Data to process:
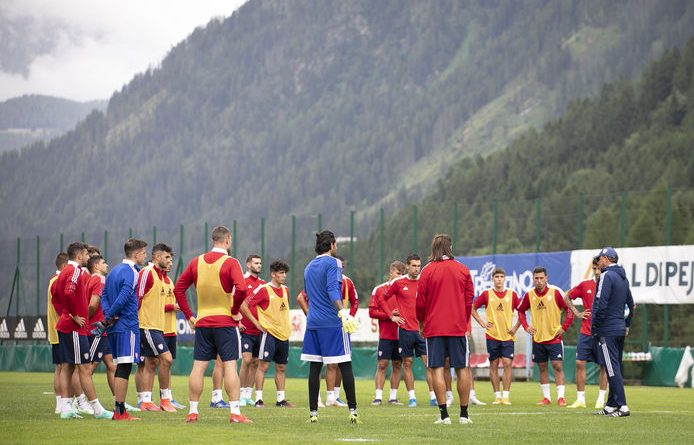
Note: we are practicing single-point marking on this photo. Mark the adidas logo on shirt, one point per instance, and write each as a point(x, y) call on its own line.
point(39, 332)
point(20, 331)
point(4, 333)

==

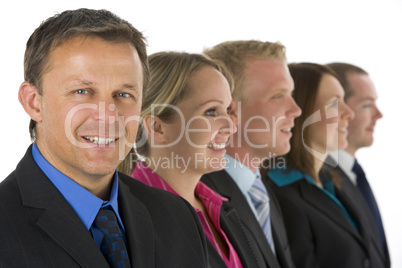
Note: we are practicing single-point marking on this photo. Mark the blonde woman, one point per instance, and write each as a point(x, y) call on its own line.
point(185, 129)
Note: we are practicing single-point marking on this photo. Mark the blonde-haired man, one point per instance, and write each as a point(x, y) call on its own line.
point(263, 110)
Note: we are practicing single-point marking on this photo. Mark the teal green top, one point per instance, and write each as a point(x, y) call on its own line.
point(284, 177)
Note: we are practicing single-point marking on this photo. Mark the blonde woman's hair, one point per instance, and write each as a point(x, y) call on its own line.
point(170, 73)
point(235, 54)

Exercise objective: Recast the entries starting at the line containing "Mark the teal" and ending at the line containing "point(235, 54)" as a two-column CSV with the headers instruction and points. Give one row per instruction, with the instruction text and its full answer each in a single quoted field and any line breaks replaced by spaces.

Answer for the task:
instruction,points
"Note: we are practicing single-point marking on this photo. Mark the teal green top, one point per instance, and write each as a point(x, y) call on its own line.","point(284, 177)"
"Note: we are practicing single-point marking on this photo. Mark the blonde woman's hair, one point per instance, and write each as a point(x, y) call on its own line.","point(170, 73) point(235, 54)"